◆ Texto extraído
###

Coronelismo, só na ficção
Ainda na novela das sete, outra mulher empoderadíssima rouba a cena. Coronela (Solange Couto) comanda a pensão com mãos de ferro, não à toa, recebeu a alcunha _ referência ao Coronel, seu falecido marido. Sem papas na língua e cheia de sensualidade, ela joga charme para os hóspedes sem se preocupar com o que os outros irão pensar. Nem mesmo a filha, a tenente linha-dura Waleska (Carol Castro), é capaz de frear os exageros da mãe.
Já Solange Couto, intérprete de Coronela, prefere manter uma linha moderada entre o machismo e o feminismo.
— Não lido bem com nenhuma posição radical, tenha ela a idade que tiver. Machismo ou feminismo ditador não funcionam comigo, sigo e faço o que acho bom — contou ela, por e-mail.
Casada há quase uma década com Jamerson Andrade, a atriz acredita que, em uma relação, o fundamental é a parceria.
— Sou casada há nove anos e, mesmo tendo posição sobre o que fazer, consulto e divido com meu marido a finalização de tudo. Assim, participamos e dividimos a vida no total — diz Solange.
Grito de liberdade
Em Segundo Sol, Agenor (Roberto Bonfim) não nasceu em 1886, mas tem uma mentalidade típica do século retrasado. "Mulher minha não trabalha fora", "Não sou pai de aberração" (referindo-se à filha lésbica, Maura, vivida por Nanda Costa), "Quem manda nessa casa sou eu", entre outros absurdos, já foram proferidos pelo personagem. Até outro dia, Nice (Kelzy Ecard) se submetia aos desmandos do marido e baixava a cabeça para as ordens dele. Mas esta situação começou a mudar.

###

◆ Tarefas
- A) Indique se cada afirmação a seguir está de acordo com o texto extraído. Responda sim ou não e cite, sem alterações, as palavras do texto que decidem a resposta: (i) Waleska consegue conter os exageros da mãe. (ii) Solange Couto está casada há nove anos. (iii) Agenor nasceu em 1886.
- B) Por favor, transcreva do texto extraído o trecho entre "Casada há quase" e "começou a mudar.", inclusive.

◆ Registros de dados
###

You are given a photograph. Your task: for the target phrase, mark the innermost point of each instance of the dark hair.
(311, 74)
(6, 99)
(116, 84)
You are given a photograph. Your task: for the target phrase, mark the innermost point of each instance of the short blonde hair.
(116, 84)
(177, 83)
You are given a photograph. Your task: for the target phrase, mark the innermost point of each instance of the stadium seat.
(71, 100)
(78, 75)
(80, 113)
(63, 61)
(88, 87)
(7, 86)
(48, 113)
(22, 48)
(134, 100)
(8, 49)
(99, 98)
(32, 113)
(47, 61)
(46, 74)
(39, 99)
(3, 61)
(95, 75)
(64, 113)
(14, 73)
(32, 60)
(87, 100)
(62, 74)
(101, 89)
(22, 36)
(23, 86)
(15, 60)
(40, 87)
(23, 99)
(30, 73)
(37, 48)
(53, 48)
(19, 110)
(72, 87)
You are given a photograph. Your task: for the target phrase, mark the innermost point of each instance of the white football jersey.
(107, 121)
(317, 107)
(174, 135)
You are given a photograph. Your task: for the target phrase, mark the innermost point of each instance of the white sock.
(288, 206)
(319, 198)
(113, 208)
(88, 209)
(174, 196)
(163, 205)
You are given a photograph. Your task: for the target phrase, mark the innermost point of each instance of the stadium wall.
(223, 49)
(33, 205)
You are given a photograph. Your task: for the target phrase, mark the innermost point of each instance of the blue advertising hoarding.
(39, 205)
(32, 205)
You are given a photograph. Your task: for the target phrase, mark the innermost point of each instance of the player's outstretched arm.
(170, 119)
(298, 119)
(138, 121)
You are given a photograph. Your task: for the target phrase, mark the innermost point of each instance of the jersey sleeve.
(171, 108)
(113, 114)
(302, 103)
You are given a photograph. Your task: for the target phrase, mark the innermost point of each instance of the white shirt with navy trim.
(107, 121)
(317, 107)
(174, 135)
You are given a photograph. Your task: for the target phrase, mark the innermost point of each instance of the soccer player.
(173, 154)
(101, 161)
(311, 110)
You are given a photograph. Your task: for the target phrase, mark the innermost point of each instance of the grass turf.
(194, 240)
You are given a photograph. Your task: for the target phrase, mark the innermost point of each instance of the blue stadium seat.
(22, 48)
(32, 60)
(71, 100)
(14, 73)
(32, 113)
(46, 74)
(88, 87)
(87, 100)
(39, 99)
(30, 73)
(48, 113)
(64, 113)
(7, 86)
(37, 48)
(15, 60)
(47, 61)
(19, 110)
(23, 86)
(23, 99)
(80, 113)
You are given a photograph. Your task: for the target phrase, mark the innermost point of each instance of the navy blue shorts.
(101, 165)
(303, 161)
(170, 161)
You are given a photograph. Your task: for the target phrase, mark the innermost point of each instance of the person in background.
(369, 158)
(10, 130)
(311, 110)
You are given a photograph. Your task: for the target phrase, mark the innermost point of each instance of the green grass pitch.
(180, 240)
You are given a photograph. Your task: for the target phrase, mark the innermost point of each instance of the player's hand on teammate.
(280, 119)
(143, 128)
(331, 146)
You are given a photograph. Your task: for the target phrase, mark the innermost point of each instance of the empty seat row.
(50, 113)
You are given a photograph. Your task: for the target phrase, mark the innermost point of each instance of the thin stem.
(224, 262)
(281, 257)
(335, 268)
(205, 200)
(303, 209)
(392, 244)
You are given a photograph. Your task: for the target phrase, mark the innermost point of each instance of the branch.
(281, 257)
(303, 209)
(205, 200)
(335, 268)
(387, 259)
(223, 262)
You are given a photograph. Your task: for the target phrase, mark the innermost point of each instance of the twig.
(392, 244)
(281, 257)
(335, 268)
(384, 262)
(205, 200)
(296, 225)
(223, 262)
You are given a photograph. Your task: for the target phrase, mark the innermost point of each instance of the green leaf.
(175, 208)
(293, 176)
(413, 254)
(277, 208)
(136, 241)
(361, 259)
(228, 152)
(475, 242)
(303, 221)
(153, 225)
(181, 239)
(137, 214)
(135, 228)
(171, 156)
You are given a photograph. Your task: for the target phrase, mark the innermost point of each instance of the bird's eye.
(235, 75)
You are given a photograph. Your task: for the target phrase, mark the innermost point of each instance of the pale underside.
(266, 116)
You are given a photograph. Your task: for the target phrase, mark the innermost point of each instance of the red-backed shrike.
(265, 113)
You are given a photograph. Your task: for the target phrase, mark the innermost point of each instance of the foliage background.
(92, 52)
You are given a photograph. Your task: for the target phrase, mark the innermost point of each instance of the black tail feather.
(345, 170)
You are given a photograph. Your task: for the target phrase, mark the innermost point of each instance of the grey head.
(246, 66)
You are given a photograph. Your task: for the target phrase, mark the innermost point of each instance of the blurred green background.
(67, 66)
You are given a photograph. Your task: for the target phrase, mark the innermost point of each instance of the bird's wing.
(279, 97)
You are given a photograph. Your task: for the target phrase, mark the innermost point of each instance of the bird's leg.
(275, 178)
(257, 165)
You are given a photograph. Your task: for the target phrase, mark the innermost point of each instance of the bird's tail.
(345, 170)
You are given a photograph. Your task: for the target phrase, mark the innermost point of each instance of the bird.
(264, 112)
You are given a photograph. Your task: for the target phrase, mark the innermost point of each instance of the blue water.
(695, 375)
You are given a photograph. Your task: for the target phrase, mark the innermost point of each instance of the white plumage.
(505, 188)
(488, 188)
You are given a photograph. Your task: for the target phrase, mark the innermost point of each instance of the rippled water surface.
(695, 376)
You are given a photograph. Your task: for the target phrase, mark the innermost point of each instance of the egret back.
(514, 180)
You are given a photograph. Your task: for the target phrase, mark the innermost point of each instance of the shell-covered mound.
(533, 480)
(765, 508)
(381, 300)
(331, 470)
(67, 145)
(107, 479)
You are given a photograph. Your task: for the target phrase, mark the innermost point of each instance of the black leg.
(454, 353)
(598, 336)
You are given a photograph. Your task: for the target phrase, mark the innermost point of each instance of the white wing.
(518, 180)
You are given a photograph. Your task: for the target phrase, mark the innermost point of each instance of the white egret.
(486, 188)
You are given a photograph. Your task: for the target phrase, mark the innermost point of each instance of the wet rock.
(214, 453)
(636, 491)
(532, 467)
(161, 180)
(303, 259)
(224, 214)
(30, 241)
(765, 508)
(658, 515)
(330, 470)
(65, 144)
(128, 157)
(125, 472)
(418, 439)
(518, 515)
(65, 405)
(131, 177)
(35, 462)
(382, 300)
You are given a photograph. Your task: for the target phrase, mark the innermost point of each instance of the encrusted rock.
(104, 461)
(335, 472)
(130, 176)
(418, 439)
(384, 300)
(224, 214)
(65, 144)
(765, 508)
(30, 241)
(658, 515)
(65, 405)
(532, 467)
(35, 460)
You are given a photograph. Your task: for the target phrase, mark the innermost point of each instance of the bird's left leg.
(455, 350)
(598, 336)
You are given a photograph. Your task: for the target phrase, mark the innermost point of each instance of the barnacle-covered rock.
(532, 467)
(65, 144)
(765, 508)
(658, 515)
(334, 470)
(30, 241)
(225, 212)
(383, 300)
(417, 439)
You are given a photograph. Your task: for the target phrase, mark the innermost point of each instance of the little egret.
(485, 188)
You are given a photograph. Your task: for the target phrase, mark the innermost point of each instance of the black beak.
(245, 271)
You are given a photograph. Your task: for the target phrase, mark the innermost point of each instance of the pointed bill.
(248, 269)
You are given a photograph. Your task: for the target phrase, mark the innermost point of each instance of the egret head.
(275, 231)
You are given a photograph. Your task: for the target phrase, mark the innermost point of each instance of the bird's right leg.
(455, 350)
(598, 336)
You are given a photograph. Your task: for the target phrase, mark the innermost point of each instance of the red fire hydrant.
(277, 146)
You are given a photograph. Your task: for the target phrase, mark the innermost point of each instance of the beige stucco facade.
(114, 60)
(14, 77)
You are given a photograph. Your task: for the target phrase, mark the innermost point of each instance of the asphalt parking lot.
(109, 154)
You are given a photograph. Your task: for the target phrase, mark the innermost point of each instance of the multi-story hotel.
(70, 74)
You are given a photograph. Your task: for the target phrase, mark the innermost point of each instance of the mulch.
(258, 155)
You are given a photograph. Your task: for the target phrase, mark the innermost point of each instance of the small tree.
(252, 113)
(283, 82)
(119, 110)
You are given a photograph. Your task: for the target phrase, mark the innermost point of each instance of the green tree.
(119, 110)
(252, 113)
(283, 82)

###

◆ Resultados por tarefa
- A)
(i) Não: "Nem mesmo a filha, a tenente linha-dura Waleska (Carol Castro), é capaz de frear os exageros da mãe."
(ii) Sim: "Sou casada há nove anos"
(iii) Não: "Agenor (Roberto Bonfim) não nasceu em 1886"

- B)
Casada há quase uma década com Jamerson Andrade, a atriz acredita que, em uma relação, o fundamental é a parceria.
— Sou casada há nove anos e, mesmo tendo posição sobre o que fazer, consulto e divido com meu marido a finalização de tudo. Assim, participamos e dividimos a vida no total — diz Solange.
Grito de liberdade
Em Segundo Sol, Agenor (Roberto Bonfim) não nasceu em 1886, mas tem uma mentalidade típica do século retrasado. "Mulher minha não trabalha fora", "Não sou pai de aberração" (referindo-se à filha lésbica, Maura, vivida por Nanda Costa), "Quem manda nessa casa sou eu", entre outros absurdos, já foram proferidos pelo personagem. Até outro dia, Nice (Kelzy Ecard) se submetia aos desmandos do marido e baixava a cabeça para as ordens dele. Mas esta situação começou a mudar.